# Task statement
Output nothing but the lines from the line with "the jersey sleeve" through the end of the listing below, both ends included.

# Stored data entries

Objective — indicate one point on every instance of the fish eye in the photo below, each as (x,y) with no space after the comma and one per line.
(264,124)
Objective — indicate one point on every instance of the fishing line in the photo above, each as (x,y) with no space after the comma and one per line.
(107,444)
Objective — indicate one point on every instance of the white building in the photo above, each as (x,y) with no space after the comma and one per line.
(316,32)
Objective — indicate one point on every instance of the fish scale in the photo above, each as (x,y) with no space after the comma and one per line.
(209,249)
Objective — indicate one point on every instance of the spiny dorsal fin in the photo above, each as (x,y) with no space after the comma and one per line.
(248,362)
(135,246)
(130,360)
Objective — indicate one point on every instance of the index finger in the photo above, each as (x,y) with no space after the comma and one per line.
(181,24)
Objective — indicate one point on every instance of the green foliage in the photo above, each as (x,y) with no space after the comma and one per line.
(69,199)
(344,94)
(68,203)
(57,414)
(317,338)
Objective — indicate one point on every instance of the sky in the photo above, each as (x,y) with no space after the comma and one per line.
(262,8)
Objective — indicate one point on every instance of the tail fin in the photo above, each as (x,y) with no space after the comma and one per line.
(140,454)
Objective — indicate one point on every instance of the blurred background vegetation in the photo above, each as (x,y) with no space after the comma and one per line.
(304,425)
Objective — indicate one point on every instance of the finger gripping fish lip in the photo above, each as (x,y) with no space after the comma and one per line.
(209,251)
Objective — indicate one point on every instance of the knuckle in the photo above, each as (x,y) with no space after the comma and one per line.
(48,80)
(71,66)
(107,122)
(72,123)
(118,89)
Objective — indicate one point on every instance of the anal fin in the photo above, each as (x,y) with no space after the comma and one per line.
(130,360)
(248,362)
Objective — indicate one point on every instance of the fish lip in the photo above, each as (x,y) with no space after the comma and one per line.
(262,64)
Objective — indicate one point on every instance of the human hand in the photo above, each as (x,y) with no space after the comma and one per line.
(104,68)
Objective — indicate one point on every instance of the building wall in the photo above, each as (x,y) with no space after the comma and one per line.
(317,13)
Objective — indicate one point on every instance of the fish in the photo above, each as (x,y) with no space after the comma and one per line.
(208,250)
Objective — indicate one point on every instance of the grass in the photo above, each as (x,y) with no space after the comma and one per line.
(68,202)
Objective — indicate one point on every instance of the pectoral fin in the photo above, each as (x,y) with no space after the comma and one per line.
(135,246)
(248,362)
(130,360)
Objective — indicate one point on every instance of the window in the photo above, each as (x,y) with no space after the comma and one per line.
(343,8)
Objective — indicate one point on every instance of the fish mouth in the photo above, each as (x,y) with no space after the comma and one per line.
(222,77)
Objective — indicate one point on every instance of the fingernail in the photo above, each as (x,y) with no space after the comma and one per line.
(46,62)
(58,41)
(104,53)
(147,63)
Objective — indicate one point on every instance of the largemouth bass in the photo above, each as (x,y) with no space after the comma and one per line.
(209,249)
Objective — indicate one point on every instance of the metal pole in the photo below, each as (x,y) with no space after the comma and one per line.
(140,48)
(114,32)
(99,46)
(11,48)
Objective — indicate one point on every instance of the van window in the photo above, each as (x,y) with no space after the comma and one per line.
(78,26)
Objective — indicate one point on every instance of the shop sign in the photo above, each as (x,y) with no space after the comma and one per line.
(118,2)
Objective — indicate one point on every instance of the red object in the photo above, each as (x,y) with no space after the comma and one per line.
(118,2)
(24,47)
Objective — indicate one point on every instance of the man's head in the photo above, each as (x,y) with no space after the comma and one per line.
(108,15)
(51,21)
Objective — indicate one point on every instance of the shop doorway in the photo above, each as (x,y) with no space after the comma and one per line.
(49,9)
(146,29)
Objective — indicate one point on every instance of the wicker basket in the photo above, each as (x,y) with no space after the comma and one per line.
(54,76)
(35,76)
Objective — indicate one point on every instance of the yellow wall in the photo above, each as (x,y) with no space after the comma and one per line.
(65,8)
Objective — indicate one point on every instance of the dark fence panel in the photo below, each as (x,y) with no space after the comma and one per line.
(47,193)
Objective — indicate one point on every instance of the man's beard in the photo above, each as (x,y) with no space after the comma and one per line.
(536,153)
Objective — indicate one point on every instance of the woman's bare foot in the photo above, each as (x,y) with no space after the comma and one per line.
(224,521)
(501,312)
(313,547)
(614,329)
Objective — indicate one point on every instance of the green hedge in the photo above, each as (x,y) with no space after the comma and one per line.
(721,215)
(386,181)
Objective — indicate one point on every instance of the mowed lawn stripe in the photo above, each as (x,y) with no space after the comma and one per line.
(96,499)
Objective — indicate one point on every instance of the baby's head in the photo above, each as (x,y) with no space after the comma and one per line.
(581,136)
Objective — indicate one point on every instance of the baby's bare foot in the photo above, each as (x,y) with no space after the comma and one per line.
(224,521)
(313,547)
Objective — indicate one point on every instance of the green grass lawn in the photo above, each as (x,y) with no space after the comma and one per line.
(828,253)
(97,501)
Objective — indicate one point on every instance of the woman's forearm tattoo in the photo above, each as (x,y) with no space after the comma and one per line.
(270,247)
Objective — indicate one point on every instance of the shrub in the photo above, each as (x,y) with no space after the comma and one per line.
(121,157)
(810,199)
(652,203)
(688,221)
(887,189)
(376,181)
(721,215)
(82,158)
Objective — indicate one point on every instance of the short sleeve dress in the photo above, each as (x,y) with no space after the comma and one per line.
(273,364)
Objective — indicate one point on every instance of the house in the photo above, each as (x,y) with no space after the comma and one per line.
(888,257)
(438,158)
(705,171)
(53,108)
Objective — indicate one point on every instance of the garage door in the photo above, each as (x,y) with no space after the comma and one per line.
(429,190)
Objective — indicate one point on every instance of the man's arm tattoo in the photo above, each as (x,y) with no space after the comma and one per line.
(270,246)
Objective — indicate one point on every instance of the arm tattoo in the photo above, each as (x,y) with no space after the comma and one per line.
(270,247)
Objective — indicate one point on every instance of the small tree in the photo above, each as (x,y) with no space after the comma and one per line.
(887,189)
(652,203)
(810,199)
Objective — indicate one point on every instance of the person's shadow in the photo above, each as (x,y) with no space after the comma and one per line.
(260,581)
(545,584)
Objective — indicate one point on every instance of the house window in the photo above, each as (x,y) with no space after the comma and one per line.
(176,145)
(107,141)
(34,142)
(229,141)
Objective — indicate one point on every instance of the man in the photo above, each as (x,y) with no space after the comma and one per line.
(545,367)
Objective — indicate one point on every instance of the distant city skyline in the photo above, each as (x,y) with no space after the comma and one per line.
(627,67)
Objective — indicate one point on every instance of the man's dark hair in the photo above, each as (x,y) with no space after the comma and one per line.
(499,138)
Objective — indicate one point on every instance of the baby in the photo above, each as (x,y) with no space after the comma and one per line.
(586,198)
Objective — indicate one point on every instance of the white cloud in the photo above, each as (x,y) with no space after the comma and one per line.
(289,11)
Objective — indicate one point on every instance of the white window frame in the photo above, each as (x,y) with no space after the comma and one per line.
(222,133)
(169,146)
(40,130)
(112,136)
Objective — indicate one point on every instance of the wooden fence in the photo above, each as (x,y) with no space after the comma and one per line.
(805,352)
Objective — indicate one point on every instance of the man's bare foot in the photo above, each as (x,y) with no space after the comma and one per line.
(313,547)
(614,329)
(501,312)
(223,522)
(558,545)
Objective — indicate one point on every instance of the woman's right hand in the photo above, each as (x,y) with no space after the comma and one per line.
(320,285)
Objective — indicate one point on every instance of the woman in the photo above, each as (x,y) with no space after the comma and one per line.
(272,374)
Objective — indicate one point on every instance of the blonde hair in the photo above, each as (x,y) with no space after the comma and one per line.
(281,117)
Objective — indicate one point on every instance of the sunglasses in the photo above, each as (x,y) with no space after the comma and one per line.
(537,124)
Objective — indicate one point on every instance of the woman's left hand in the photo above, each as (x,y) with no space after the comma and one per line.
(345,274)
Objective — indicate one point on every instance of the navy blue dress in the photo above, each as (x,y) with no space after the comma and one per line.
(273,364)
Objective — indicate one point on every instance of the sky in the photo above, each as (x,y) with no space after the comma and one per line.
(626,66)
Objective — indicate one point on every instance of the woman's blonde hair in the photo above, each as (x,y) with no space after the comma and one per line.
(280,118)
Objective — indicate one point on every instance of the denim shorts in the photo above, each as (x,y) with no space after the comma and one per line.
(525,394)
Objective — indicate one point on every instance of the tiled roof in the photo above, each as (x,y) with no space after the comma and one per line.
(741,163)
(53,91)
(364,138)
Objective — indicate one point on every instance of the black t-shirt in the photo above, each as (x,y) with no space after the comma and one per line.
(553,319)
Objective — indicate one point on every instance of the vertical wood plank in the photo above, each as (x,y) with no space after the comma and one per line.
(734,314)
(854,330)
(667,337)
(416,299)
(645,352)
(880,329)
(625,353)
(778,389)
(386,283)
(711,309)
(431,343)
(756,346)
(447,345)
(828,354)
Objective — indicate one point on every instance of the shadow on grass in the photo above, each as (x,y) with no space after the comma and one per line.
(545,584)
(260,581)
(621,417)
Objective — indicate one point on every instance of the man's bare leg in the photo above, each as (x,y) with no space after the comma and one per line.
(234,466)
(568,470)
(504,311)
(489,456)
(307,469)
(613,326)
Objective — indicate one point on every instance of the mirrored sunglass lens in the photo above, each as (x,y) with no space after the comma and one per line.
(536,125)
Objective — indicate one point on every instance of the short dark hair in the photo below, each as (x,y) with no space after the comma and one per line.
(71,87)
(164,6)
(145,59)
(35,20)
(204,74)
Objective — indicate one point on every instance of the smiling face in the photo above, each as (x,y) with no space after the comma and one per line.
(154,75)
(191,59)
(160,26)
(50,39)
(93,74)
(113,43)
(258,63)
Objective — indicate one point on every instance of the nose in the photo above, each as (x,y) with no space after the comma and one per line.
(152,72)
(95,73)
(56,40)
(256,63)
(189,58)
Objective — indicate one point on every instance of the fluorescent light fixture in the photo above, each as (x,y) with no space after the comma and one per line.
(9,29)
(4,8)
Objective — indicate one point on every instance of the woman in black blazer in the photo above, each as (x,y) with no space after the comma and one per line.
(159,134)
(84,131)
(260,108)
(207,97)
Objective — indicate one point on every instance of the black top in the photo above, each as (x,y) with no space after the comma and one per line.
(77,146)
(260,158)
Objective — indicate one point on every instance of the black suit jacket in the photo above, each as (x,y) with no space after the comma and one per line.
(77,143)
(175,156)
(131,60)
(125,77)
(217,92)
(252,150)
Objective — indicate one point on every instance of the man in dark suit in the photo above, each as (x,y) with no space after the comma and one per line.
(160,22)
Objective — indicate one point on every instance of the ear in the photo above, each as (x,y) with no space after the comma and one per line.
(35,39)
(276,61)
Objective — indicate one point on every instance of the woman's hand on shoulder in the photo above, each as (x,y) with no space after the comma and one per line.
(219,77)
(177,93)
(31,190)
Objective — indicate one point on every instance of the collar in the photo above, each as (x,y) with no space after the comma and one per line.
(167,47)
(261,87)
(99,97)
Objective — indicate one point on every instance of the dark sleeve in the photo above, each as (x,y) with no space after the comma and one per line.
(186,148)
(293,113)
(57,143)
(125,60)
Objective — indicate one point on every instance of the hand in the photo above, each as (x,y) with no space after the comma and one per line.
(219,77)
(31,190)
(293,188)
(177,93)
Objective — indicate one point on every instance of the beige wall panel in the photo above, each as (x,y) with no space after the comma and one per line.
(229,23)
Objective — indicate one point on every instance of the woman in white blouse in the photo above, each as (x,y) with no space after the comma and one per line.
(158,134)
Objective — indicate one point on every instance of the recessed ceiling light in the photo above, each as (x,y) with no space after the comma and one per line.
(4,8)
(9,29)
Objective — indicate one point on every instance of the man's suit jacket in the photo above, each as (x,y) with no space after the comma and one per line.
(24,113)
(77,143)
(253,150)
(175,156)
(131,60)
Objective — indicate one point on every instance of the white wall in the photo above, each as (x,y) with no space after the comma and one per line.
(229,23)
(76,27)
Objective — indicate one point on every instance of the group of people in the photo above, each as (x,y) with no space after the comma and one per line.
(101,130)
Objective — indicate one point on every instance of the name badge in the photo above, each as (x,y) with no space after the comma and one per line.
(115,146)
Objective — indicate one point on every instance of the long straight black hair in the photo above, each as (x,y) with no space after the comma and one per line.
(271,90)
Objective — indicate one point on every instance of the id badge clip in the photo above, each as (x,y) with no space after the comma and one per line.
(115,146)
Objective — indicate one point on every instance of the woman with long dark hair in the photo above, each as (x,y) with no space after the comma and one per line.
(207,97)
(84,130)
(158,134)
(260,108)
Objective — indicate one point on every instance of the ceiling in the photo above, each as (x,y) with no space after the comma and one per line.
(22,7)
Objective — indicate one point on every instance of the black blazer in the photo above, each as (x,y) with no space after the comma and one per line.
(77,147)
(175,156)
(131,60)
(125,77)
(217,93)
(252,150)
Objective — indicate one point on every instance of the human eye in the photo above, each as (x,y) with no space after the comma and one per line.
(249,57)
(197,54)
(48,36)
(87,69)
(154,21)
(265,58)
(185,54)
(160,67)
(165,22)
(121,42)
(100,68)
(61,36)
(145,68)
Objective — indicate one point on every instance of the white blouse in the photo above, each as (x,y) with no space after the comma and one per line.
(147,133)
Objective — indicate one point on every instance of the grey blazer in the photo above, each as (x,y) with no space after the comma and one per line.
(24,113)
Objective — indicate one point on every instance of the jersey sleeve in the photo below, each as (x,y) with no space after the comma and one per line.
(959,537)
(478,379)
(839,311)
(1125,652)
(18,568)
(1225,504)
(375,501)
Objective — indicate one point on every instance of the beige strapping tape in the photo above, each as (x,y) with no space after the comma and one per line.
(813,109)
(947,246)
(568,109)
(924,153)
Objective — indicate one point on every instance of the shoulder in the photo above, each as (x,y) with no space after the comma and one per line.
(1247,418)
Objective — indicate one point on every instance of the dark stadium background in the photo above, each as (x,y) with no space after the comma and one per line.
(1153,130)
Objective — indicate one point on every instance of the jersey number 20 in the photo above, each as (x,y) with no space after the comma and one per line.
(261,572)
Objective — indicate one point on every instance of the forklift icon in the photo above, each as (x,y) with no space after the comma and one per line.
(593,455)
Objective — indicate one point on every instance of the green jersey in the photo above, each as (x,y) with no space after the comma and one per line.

# Full solution
Objective — indicate one point on every instance of the jersey sleeve in the photo below, each as (x,y) with no space after the comma and one per line.
(959,537)
(478,379)
(839,311)
(1125,652)
(18,568)
(1225,504)
(375,501)
Objective — indicate one point on every instance of the beige strapping tape in the photo above, each as (x,y) with no space after the comma and one per line.
(813,109)
(947,246)
(568,109)
(924,153)
Objective — indicate one point on every instance of the shoulder in the photo above, each as (x,y) with no space after the comma and one per line.
(1247,418)
Objective — indicate one point on every instance of the dark stadium background in the photo above, each as (x,y) with no space after the comma and one per line.
(1153,130)
Objective — indicate one point on every instance of the jersey number 20 in the photo above, each as (x,y) with no space after the comma and one per line.
(261,572)
Objective — indicate one point on every instance of the forklift icon in the photo above, each as (x,y) with no space after the comma and one per line.
(593,455)
Objective — indicate one point on every instance of the green jersey in the photo above, each as (x,y) with no space after the comma and one per line.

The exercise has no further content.